[TRECHO SELECIONADO]
==============================

Quanto ao interesse monetário, é obvia a necessidade de que, em um processo onde se pleiteie reparação moral, haja o interesse do(s) ofendido(s) em receber a reparação pecuniária resultante de tal pedido, até porque, o interesse de agir é uma das condições da ação; portanto, ainda que exista a altruística função de desestímulo na reparação moral, haverá também o interesse por parte dos que a pleiteiam em receber o valor pretendido. Deve-se salientar, ainda, em contraposição a alguns entendimentos, que não há nenhuma ilegalidade e/ou imoralidade em se receber uma quantia expressiva face à dor ou sofrimento experimentados, pelo simples fato de ser alta esta quantia, até porque, se assim o fosse, o recebimento de uma fortuna como herança seria um enriquecimento ilegal ou imoral, uma vez que tal enriquecimento decorre de um sofrimento, de uma dor, face à perda de um ente querido.

==============================

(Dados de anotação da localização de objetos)
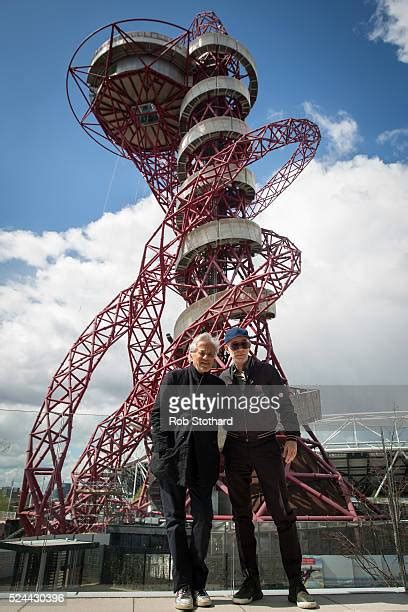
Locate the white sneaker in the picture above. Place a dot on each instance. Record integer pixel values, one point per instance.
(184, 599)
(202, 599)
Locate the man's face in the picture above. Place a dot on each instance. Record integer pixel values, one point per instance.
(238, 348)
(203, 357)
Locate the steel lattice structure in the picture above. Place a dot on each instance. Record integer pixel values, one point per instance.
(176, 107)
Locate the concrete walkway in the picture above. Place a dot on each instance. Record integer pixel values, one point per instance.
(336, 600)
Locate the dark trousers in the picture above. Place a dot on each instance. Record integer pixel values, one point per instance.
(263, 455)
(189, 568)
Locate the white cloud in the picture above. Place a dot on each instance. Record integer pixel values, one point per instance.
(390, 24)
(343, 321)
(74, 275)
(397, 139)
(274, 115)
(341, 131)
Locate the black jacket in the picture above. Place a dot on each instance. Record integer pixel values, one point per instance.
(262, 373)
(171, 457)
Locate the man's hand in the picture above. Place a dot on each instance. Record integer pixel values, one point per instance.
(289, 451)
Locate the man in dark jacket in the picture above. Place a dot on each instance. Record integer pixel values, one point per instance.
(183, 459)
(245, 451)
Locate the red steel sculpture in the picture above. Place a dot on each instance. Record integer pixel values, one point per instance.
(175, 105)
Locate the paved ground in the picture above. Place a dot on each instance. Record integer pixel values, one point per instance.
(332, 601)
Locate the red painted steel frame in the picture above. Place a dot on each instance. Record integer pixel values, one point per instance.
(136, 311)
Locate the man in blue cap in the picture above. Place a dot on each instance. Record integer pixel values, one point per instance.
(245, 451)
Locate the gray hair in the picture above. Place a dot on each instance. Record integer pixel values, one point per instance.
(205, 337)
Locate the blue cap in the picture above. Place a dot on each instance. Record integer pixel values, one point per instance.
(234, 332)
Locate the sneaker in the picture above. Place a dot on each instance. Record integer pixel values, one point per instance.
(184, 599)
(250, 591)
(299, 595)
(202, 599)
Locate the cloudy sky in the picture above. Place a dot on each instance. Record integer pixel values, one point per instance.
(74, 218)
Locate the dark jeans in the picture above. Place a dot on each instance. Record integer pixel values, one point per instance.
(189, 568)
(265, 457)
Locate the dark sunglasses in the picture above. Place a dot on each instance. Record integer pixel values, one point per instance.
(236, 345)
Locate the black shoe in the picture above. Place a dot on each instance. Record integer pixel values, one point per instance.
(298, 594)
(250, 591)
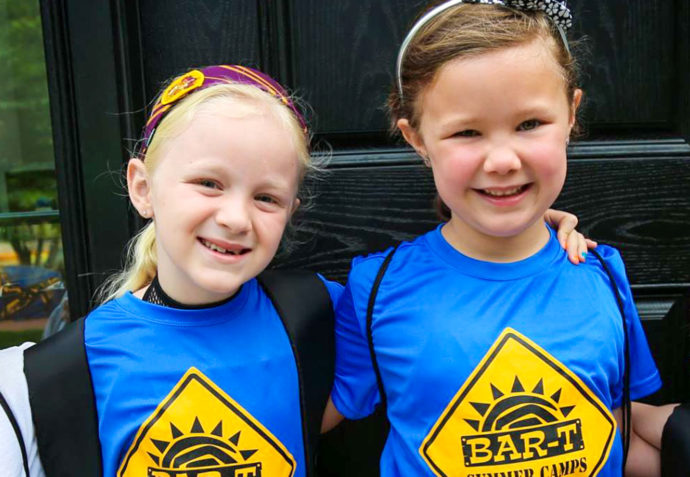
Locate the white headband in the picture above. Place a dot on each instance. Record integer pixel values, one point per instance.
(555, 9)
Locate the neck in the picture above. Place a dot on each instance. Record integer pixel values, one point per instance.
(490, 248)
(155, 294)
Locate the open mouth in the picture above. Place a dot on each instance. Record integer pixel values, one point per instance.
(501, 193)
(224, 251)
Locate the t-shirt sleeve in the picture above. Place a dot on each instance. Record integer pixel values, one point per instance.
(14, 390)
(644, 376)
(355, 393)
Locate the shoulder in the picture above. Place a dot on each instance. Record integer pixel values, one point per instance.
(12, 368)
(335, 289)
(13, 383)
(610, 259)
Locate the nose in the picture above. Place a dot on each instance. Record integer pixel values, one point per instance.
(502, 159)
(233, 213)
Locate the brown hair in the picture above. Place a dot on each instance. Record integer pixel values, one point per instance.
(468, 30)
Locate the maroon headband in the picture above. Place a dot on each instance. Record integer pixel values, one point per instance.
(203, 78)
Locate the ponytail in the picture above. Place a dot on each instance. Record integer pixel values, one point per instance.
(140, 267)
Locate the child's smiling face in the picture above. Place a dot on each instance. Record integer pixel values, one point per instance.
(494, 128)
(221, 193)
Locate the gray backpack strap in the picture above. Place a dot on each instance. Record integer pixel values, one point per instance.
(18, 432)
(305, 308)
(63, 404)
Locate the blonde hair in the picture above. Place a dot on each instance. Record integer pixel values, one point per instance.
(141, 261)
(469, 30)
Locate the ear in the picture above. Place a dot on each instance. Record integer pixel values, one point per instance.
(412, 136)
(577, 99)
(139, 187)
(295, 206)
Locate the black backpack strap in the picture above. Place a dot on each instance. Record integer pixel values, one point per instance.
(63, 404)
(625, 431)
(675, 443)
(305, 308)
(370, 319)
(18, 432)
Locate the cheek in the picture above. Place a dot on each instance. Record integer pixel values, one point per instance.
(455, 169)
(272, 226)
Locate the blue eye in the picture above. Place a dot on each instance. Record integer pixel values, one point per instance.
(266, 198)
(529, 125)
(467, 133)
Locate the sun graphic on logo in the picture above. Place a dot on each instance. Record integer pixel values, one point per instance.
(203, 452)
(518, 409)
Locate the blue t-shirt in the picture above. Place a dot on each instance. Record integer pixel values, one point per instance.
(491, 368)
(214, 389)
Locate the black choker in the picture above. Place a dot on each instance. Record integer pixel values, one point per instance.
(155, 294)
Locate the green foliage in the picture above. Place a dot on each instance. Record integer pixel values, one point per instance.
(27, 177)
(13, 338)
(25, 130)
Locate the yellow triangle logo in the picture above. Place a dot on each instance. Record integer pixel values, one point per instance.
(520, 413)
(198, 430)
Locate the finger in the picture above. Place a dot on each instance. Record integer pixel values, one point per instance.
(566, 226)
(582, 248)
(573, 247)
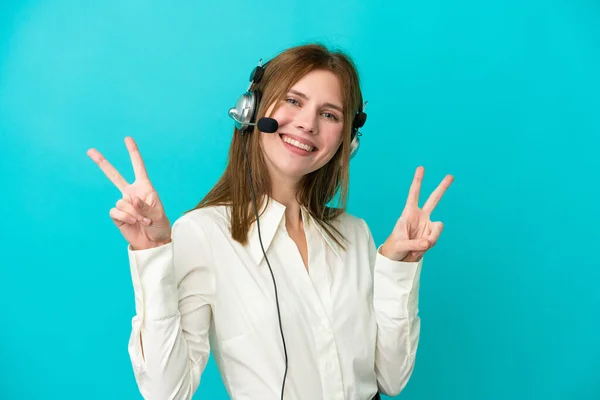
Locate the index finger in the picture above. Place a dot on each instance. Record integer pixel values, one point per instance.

==============================

[TAREFA SOLICITADA A]
Liste, na ordem em que aparecem pela primeira vez e sem repetir, todas as palavras do trecho sobre reparação moral que terminam em "-mento" ou "-mentos".
[TAREFA SOLICITADA B]
Por favor, some 40 a cada coordenada de pixel das entradas, começando na linha que contém "Locate the yellow" e indo até o fim das entradas, ambas as pontas incluídas. Reescreva todas essas linhas sem omitir nenhuma linha de texto e deixe as imagens de fora.
O trecho e as entradas não têm nenhuma relação entre si.

[RESULTADO DO EXERCÍCIO A]
entendimentos, sofrimento, recebimento, enriquecimento

[RESULTADO DO EXERCÍCIO B]
Locate the yellow triangle logo in the picture above. Place a dot on each instance. Record integer pixel values, one point per instance.
(560, 453)
(238, 470)
Locate the finger in the picture above. Place a dot on each instance. Record integer pixel values, one point per instance.
(606, 266)
(622, 288)
(613, 287)
Locate the index finger in the picture above. Place a dot on each instance. Record integer pixel values, one point per instance.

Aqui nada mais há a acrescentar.